_SHORT PROBLEM:_
Skip the pictures and quote all of the lines exactly.

Position identification records:
* Begin *

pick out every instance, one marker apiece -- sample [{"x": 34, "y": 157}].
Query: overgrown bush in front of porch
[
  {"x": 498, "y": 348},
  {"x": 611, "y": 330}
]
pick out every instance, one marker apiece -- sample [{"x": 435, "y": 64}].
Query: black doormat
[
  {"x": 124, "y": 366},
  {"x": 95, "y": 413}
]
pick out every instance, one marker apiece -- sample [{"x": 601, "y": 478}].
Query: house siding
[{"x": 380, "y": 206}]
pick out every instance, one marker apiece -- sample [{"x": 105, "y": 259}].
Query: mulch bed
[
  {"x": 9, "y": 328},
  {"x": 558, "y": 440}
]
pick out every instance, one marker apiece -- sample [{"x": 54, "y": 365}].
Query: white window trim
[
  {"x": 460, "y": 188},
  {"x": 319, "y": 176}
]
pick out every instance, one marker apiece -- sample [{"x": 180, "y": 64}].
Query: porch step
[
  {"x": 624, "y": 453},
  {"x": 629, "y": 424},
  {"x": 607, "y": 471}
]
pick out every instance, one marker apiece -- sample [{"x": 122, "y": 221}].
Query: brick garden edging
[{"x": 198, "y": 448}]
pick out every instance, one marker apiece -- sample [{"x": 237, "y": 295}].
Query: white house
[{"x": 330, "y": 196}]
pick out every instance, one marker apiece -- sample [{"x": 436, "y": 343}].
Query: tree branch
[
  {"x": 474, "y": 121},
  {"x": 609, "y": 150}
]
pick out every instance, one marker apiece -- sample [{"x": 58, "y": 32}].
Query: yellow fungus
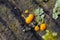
[
  {"x": 29, "y": 19},
  {"x": 36, "y": 28},
  {"x": 43, "y": 26}
]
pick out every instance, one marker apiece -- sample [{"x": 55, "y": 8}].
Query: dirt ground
[{"x": 11, "y": 20}]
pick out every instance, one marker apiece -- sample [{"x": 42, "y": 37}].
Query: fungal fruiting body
[{"x": 29, "y": 19}]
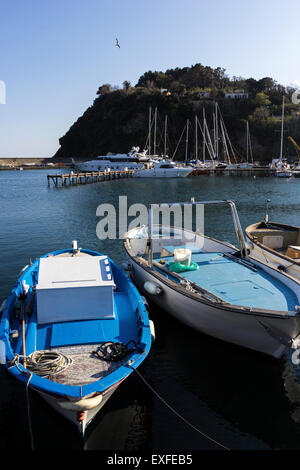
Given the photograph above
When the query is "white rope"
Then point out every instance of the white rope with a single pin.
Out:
(179, 415)
(45, 363)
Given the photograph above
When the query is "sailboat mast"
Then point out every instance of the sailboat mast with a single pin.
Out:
(196, 138)
(282, 119)
(204, 140)
(187, 139)
(217, 132)
(165, 143)
(247, 138)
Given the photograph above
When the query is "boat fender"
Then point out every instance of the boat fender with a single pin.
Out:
(152, 330)
(126, 266)
(81, 405)
(249, 247)
(2, 352)
(151, 288)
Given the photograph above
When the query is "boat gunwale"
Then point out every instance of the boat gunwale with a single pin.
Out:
(265, 247)
(219, 305)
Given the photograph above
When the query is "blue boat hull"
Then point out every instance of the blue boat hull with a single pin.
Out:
(78, 395)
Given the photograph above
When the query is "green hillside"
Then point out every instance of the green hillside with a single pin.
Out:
(118, 117)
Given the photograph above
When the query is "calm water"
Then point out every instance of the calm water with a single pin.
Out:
(242, 399)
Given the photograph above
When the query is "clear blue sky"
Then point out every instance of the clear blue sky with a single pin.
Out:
(56, 53)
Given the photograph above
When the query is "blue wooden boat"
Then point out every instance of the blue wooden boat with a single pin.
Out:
(72, 329)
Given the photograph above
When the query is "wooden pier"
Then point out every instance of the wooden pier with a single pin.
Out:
(87, 177)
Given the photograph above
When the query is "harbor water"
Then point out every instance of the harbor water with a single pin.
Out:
(240, 398)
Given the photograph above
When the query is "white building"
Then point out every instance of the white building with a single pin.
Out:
(237, 95)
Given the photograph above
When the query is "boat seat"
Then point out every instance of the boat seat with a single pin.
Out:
(276, 239)
(293, 252)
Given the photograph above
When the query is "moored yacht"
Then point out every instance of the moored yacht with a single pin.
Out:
(114, 161)
(163, 169)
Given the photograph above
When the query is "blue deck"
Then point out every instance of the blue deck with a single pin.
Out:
(237, 284)
(121, 328)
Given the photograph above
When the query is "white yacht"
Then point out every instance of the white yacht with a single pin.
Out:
(163, 169)
(133, 160)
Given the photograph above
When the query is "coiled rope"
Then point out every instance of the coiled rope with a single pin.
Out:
(45, 363)
(42, 363)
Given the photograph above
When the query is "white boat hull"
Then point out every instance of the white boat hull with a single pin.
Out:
(88, 415)
(168, 173)
(267, 334)
(274, 260)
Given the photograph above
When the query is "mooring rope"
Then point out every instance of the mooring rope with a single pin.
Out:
(42, 363)
(45, 363)
(179, 415)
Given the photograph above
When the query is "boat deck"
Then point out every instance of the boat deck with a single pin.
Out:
(85, 367)
(237, 283)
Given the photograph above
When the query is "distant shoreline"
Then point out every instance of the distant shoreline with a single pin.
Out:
(27, 163)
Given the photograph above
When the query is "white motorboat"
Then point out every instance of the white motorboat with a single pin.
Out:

* End *

_FINAL RESULT:_
pick out every instance, one marker apiece -- sample [{"x": 34, "y": 157}].
Query: overgrown bush in front of porch
[
  {"x": 498, "y": 348},
  {"x": 611, "y": 330}
]
pick out every instance, one marker apiece -- sample [{"x": 435, "y": 64}].
Query: black doormat
[
  {"x": 124, "y": 366},
  {"x": 95, "y": 413}
]
pick out every instance, one marker apiece -- sample [{"x": 601, "y": 478}].
Query: house siding
[{"x": 380, "y": 206}]
pick out every instance, one marker apiece -- sample [{"x": 105, "y": 259}].
Query: mulch bed
[
  {"x": 9, "y": 328},
  {"x": 558, "y": 440}
]
pick out every instance, one marker apiece -- sample [{"x": 54, "y": 365}].
Query: white window trim
[
  {"x": 460, "y": 188},
  {"x": 319, "y": 176}
]
pick out every instance, one marker apiece -- sample [{"x": 180, "y": 64}].
Query: porch step
[
  {"x": 624, "y": 453},
  {"x": 629, "y": 424},
  {"x": 607, "y": 471}
]
pick out every instance, one marker apiece -- sample [{"x": 122, "y": 221}].
Query: brick garden edging
[{"x": 198, "y": 448}]
pick out every instance, one marker apiece -- sample [{"x": 237, "y": 295}].
Query: white house
[{"x": 330, "y": 196}]
pick out every instance, one marker apiece -- sample [{"x": 436, "y": 343}].
Query: tree branch
[
  {"x": 474, "y": 121},
  {"x": 609, "y": 150}
]
pick out every instance, one marker apiece -- sample [{"x": 58, "y": 32}].
Query: yellow fungus
[
  {"x": 29, "y": 19},
  {"x": 36, "y": 28},
  {"x": 43, "y": 26}
]
pick out every instance, one marker apiece -- sample [{"x": 55, "y": 8}].
Query: dirt ground
[{"x": 11, "y": 20}]
pick out every instance, one marker apiece -- sample [{"x": 42, "y": 37}].
Query: fungal fruiting body
[{"x": 29, "y": 19}]
Given the photograph above
When the query is "white rope"
Then point out every instance of the white rope with a single pin.
Out:
(179, 415)
(45, 363)
Given the photograph above
When the query is "sailboat mast"
Then point out every instance of the sailboat mast with a single pin.
Out:
(196, 138)
(282, 119)
(204, 140)
(187, 139)
(217, 132)
(165, 143)
(247, 138)
Given the photograph above
When the query is "boat fender"
Then point out every instance of the boat fender with a single pin.
Out:
(152, 330)
(126, 266)
(81, 405)
(249, 247)
(2, 352)
(151, 288)
Given the photograph above
When the query is "boat gunwale"
Then point out every instance of the boat gunwale with a single pin.
Out:
(265, 247)
(219, 305)
Given the photograph above
When the query is "blue boat hull"
Then point out every instance of the blue boat hull with a single pin.
Out:
(78, 395)
Given the photograph above
When the query is "green hillside"
Then point out every instance of the green hillside with a single pin.
Out:
(118, 117)
Given the photograph above
When the query is "calm water"
Then point out every instance of the calm water with a single pin.
Out:
(242, 399)
Given the photograph above
When the query is "clear blue sky"
Then point out every instance of the clear blue sky with a single pin.
Out:
(56, 53)
Given the photograph above
When the query is "blue wooden boat"
Then point out every instance of the blue wooden boat with a single pin.
Out:
(72, 329)
Given the photograph above
When the query is "wooden pier"
Then point out every instance of the wooden pier with a single pin.
Out:
(87, 177)
Given the photograph above
When the query is "harbor water"
Then point out every instance of the harbor water with a single pin.
Out:
(240, 398)
Given the photograph above
When the query is "white building"
Then point out every instance of the white building with a single pin.
Out:
(237, 95)
Given the photograph above
When the query is "boat seat"
Then point out every instance of the boat seat with a single pin.
Out:
(276, 239)
(293, 252)
Given the photograph above
When the query is "moored yacht"
Then point out every instance of the moored yacht with a single pin.
Out:
(114, 161)
(163, 169)
Given the photograph above
When the query is "blue deck"
Then point out every instance of the blue deck with a single pin.
Out:
(237, 284)
(121, 328)
Given the photograph above
When the query is "white yacht"
Then point out every instance of the white yacht with a single pin.
Out:
(163, 169)
(133, 160)
Given the photograph above
When the query is "coiled rope"
Then point out every instance of the coiled rope with a single pin.
Out:
(45, 363)
(42, 363)
Given the photograph above
When the query is "white boat hull"
Then point out every instance of the white boat hull with a single pin.
Out:
(88, 415)
(168, 173)
(267, 334)
(274, 260)
Given the photograph above
When the query is "mooring rope"
Then point out every instance of the mooring rope with a single pin.
Out:
(42, 363)
(45, 363)
(179, 415)
Given the photograph above
When the query is "boat deck"
Then point out every instance of the boat deck with a single pin.
Out:
(85, 367)
(237, 283)
Given the photograph above
When the query is "distant shoreline"
Then point out every instance of the distant shoreline with a single pin.
Out:
(27, 163)
Given the photograph above
When the query is "white motorboat"
Then point out every instance of the white motorboat with a single pin.
Out:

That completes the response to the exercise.